• TASK MATERIAL
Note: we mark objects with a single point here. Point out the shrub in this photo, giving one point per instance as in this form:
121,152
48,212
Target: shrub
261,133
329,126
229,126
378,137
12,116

• ABOUT THIS EXERCISE
Copy out the records once more. Match them exactly.

• EXERCISE RESULT
Note: we mark objects with a single point here. Point out the shrub in this photo, giving one point per instance as in this form:
121,152
48,212
Target: shrub
261,133
329,126
229,126
378,137
12,116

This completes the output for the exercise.